**TASK PROMPT:**
Reproduce each line of the listing exactly.

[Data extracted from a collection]
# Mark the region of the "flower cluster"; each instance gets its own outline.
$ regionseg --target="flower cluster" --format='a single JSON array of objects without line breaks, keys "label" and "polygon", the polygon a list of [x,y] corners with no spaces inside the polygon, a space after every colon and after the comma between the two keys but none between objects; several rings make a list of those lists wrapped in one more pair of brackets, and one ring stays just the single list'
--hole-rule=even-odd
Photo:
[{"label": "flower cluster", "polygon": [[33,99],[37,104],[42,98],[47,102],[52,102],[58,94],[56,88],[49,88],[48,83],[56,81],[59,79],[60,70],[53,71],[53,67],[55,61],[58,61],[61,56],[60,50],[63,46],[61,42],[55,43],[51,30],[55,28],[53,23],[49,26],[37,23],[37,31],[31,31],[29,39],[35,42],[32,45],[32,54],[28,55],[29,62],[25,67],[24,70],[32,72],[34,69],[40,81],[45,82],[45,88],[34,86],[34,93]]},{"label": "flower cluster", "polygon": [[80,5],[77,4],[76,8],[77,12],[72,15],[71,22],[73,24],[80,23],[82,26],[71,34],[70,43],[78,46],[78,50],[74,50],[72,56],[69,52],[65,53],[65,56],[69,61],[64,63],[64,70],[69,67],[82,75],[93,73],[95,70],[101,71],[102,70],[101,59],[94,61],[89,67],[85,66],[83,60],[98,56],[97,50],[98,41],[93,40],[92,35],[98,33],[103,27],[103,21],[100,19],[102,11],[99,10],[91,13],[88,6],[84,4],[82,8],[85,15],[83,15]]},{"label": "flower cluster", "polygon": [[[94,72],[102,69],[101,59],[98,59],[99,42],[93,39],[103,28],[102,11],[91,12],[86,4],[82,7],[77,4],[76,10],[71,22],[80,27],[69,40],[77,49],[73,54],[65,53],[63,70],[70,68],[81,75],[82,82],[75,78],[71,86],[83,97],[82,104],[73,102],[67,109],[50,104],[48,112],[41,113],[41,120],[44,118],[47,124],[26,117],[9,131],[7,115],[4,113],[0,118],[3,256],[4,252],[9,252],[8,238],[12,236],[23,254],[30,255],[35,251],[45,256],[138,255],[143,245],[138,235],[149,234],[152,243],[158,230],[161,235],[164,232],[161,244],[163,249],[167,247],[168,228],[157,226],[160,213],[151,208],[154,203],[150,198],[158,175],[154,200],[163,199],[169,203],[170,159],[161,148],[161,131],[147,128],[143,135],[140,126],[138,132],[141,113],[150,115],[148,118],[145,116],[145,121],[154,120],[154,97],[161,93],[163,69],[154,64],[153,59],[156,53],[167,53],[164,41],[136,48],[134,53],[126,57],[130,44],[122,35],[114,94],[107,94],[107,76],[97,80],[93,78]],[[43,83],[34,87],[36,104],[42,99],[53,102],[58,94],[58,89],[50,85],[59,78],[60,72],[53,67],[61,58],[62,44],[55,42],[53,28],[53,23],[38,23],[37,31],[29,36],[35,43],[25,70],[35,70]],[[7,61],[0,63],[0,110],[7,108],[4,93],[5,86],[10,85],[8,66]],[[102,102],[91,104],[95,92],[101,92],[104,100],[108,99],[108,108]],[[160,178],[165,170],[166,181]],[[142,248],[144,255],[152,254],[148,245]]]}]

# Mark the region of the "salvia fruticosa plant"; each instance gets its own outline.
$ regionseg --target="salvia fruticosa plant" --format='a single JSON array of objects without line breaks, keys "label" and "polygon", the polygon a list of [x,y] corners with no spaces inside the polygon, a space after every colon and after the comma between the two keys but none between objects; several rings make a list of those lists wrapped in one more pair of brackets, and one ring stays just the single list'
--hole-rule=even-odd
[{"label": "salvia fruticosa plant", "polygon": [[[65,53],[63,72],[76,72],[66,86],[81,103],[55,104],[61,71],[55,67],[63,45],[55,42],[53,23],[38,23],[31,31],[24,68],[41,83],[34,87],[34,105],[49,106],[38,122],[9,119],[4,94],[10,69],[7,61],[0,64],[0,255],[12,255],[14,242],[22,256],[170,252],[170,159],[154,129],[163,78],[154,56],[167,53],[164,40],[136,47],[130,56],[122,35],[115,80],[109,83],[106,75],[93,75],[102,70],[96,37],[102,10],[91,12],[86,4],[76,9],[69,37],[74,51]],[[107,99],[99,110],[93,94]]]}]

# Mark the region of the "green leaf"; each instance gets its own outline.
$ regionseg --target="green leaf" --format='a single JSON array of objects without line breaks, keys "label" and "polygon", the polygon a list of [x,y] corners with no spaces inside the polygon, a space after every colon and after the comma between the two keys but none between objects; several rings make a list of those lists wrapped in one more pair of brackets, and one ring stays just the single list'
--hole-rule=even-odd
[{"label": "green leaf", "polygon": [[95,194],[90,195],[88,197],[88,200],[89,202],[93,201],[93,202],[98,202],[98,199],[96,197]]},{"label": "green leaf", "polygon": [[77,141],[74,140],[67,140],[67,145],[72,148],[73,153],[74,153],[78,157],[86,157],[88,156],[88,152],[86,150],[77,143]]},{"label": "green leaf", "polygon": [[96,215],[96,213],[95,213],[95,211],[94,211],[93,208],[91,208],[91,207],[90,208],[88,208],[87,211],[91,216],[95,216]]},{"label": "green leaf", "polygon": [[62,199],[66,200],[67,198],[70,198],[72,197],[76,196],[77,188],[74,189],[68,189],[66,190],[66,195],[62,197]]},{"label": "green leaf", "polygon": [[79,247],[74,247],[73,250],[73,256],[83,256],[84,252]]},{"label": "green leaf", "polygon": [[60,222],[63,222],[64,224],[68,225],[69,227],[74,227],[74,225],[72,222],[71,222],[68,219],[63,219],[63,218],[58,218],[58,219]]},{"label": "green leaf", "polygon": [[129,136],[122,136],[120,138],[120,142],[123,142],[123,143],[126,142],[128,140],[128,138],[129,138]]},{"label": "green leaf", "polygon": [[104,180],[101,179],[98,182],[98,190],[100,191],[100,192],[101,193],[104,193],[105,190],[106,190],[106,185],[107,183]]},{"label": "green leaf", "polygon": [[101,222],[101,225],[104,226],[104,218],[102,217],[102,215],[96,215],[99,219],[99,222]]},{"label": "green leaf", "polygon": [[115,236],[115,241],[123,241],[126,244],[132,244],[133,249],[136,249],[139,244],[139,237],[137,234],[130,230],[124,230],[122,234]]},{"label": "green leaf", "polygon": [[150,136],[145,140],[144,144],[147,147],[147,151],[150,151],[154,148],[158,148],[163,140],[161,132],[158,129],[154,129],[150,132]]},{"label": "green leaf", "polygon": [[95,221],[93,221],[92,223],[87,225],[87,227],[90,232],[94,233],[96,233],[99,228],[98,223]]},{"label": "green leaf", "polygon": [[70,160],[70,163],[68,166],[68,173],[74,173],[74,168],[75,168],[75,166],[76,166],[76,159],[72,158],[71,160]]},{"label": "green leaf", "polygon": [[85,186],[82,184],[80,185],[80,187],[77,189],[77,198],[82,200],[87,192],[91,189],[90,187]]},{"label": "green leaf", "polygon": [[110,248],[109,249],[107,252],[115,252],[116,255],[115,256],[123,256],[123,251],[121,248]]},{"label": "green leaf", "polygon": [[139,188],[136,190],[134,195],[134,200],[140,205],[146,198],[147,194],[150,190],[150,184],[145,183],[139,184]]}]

**FINAL RESULT:**
# Mark the region of the "flower cluster"; each instance gets its own outline.
$ regionseg --target="flower cluster" --format='a single JSON array of objects without line breaks, keys "label" and "polygon", the polygon a list of [x,y] corners with no spaces inside the polygon, a space after every colon and after the comma between the two keys but none between objects; several rings make a list of those lists wrapped in one more pair of brackets, and one ring stays just the single list'
--hole-rule=even-odd
Photo:
[{"label": "flower cluster", "polygon": [[33,99],[37,104],[42,98],[47,102],[52,102],[58,94],[56,88],[49,88],[48,83],[56,81],[59,79],[60,70],[53,71],[53,67],[55,61],[58,61],[61,56],[60,50],[63,46],[61,42],[55,43],[51,30],[55,28],[53,23],[49,26],[37,23],[37,31],[31,31],[29,39],[35,42],[32,45],[32,54],[28,55],[29,62],[25,67],[24,70],[32,72],[34,69],[40,81],[45,82],[45,88],[34,86],[34,93]]},{"label": "flower cluster", "polygon": [[80,5],[77,4],[76,8],[77,12],[72,15],[71,22],[73,24],[80,23],[82,26],[71,34],[70,43],[78,46],[78,50],[74,50],[72,56],[69,52],[65,53],[65,56],[69,61],[64,63],[64,70],[69,67],[82,75],[93,73],[95,70],[101,71],[102,70],[101,59],[94,61],[89,67],[85,66],[83,60],[98,56],[97,50],[98,41],[93,40],[92,35],[98,33],[103,27],[103,21],[100,19],[102,11],[99,10],[91,13],[88,6],[84,4],[82,8],[85,15],[83,15]]},{"label": "flower cluster", "polygon": [[[94,72],[102,69],[101,59],[98,59],[99,42],[93,39],[103,28],[102,11],[91,12],[86,4],[82,7],[77,4],[76,10],[71,22],[80,27],[69,40],[77,49],[73,54],[65,53],[63,70],[70,68],[81,75],[82,82],[75,78],[71,86],[83,97],[82,104],[73,102],[67,109],[50,104],[48,112],[41,113],[41,120],[44,118],[47,124],[26,117],[9,131],[7,115],[4,113],[0,118],[3,256],[4,252],[9,252],[8,238],[12,236],[23,254],[30,255],[35,251],[45,256],[138,255],[143,245],[138,235],[149,234],[152,243],[158,230],[161,235],[164,232],[161,244],[163,249],[167,247],[168,228],[157,226],[160,213],[151,208],[154,203],[150,198],[158,175],[154,200],[163,199],[169,203],[170,159],[161,148],[161,131],[147,128],[143,135],[140,126],[138,132],[141,113],[150,115],[148,118],[145,116],[145,121],[154,120],[154,97],[161,93],[163,69],[154,64],[153,59],[156,53],[167,53],[164,41],[136,48],[134,53],[126,57],[130,44],[122,35],[114,94],[107,94],[107,76],[97,80],[93,78]],[[43,83],[34,87],[36,104],[42,99],[53,102],[58,94],[58,89],[50,85],[59,78],[60,72],[53,67],[61,58],[62,44],[55,42],[53,28],[53,23],[38,23],[37,31],[29,36],[35,43],[25,70],[35,70]],[[7,61],[0,63],[0,110],[7,108],[4,93],[5,86],[10,85],[8,66]],[[102,102],[91,104],[95,92],[101,92],[104,100],[108,99],[108,108]],[[160,178],[165,170],[166,181]],[[142,248],[144,255],[152,254],[148,245]]]}]

# Mark the region of the "salvia fruticosa plant"; each instance gets its own outline.
$ regionseg --target="salvia fruticosa plant" --format='a single JSON array of objects without line breaks, keys "label" and "polygon", the polygon a list of [x,y] corners with no spaces inside the polygon, a space after every colon and after the comma between the two keys but none between objects; several rings make a list of those lists wrapped in one more pair of brackets, and one ring stays just the single list'
--hole-rule=even-odd
[{"label": "salvia fruticosa plant", "polygon": [[[65,53],[63,72],[76,72],[66,86],[81,103],[55,104],[61,71],[55,67],[63,45],[55,42],[53,23],[38,23],[31,31],[24,68],[41,83],[34,87],[34,105],[49,106],[38,122],[9,119],[4,94],[10,69],[7,61],[0,64],[0,255],[12,255],[14,242],[22,256],[170,252],[170,159],[154,129],[163,78],[154,56],[167,53],[164,40],[136,47],[130,56],[122,35],[115,80],[109,83],[106,75],[93,75],[102,70],[96,37],[102,10],[91,12],[86,4],[76,9],[69,37],[74,51]],[[107,99],[99,110],[93,94]]]}]

# Mark the region of the "green leaf"; each instance gets its own outline.
$ regionseg --target="green leaf" --format='a single JSON array of objects without line breaks, keys "label" and "polygon", the polygon a list of [x,y] corners with no spaces inside the polygon, a space after every colon and after the comma between the two keys but none between objects; several rings make a list of those lists wrapped in one more pair of brackets, and one ring stays just the single list'
--hole-rule=even-odd
[{"label": "green leaf", "polygon": [[95,194],[90,195],[88,197],[88,200],[89,202],[93,201],[93,202],[98,202],[98,199],[96,197]]},{"label": "green leaf", "polygon": [[77,141],[74,140],[67,140],[67,145],[72,148],[73,153],[74,153],[78,157],[86,157],[88,156],[88,152],[86,150],[77,143]]},{"label": "green leaf", "polygon": [[96,215],[96,213],[95,213],[95,211],[94,211],[93,208],[91,208],[91,207],[90,208],[88,208],[87,211],[91,216],[95,216]]},{"label": "green leaf", "polygon": [[62,199],[66,200],[67,198],[70,198],[72,197],[76,196],[77,188],[74,189],[68,189],[66,190],[66,195],[62,197]]},{"label": "green leaf", "polygon": [[79,247],[74,247],[73,250],[73,256],[83,256],[84,252]]},{"label": "green leaf", "polygon": [[60,222],[63,222],[64,224],[68,225],[69,227],[74,227],[74,225],[72,222],[71,222],[68,219],[63,219],[63,218],[58,218],[58,219]]},{"label": "green leaf", "polygon": [[129,136],[122,136],[120,138],[120,142],[123,142],[123,143],[126,142],[128,140],[128,138],[129,138]]},{"label": "green leaf", "polygon": [[104,180],[101,179],[98,182],[98,190],[100,191],[100,192],[101,193],[104,193],[105,190],[106,190],[106,185],[107,183]]},{"label": "green leaf", "polygon": [[101,222],[101,225],[104,226],[104,218],[102,217],[102,215],[96,215],[99,219],[99,222]]},{"label": "green leaf", "polygon": [[115,236],[115,241],[123,241],[126,244],[132,244],[133,249],[136,249],[139,244],[139,237],[137,234],[130,230],[124,230],[122,234]]},{"label": "green leaf", "polygon": [[150,136],[145,140],[144,144],[147,147],[147,151],[150,151],[154,148],[158,148],[163,140],[161,132],[158,129],[154,129],[150,132]]},{"label": "green leaf", "polygon": [[95,221],[93,221],[92,223],[87,225],[87,227],[90,232],[94,233],[96,233],[99,228],[98,223]]},{"label": "green leaf", "polygon": [[70,160],[70,163],[68,166],[68,173],[74,173],[74,168],[75,168],[75,166],[76,166],[76,159],[72,158],[71,160]]},{"label": "green leaf", "polygon": [[85,186],[82,184],[80,185],[80,187],[77,189],[77,198],[82,200],[87,192],[91,189],[90,187]]},{"label": "green leaf", "polygon": [[110,248],[109,249],[107,252],[115,252],[116,255],[115,256],[123,256],[123,251],[121,248]]},{"label": "green leaf", "polygon": [[139,188],[136,190],[134,195],[134,200],[140,205],[146,198],[147,194],[150,190],[150,184],[145,183],[139,184]]}]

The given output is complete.